Material for the task –
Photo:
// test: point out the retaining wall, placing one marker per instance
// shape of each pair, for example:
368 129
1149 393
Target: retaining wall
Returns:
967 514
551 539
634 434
---
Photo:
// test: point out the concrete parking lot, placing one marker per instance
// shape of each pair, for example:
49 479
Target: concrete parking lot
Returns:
---
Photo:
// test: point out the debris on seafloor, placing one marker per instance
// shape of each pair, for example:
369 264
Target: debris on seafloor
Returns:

What is needed – Report every line of the records that contains the string "instance", copying each such line in full.

Solution for this problem –
// test: point out the retaining wall, placing one marker per instance
// test: point out the concrete parking lot, placing one marker per instance
// test: point out the debris on seafloor, placing one marker per instance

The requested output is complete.